[Directions for this task]
Go through the listing and write out all of it exactly.

[Input]
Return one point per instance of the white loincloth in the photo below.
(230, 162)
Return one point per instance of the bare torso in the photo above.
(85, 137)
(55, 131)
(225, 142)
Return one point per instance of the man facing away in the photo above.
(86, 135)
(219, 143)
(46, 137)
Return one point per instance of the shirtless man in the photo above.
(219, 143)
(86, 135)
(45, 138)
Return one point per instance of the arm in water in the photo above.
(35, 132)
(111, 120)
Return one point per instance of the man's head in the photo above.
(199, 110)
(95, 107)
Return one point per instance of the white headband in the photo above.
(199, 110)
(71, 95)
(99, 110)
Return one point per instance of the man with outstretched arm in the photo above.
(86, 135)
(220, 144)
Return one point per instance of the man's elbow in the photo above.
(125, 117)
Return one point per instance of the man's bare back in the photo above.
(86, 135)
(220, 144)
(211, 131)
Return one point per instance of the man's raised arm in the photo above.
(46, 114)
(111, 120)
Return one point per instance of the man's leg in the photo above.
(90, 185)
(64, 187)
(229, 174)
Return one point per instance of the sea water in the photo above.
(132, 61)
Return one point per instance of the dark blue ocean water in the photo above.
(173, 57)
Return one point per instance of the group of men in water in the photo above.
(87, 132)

[Completed exercise]
Return one point per instance of the white loincloth in the photo below.
(230, 162)
Return one point per instance of the bare torso in the photo above.
(85, 137)
(55, 131)
(225, 142)
Return one point per instance of the man facing away in the photo above.
(86, 135)
(219, 143)
(46, 137)
Return one point per instance of the shirtless man in the photo above.
(219, 143)
(86, 135)
(45, 138)
Return one point per instance of the arm in water in the photo above.
(35, 132)
(111, 120)
Return one point per instance of the man's head in the photo above.
(199, 110)
(95, 107)
Return one point per instance of the white headband in the photo above.
(199, 110)
(71, 95)
(99, 110)
Return one point per instance of the man with outstretched arm in the photo above.
(86, 135)
(220, 144)
Return one point per instance of the man's elbow in the photo above.
(125, 117)
Return one point per instance of the man's bare back in the photo above.
(86, 135)
(220, 144)
(211, 131)
Return one point per instance of the man's raised arm in the photo above.
(46, 114)
(111, 120)
Return one point per instance of the man's leg in the photo above.
(90, 185)
(64, 187)
(229, 174)
Return one point per instance of the sea water in the photo above.
(132, 61)
Return one point per instance of the dark blue ocean water in the photo above.
(173, 57)
Return one point per instance of the group of men in water in the photo above.
(87, 132)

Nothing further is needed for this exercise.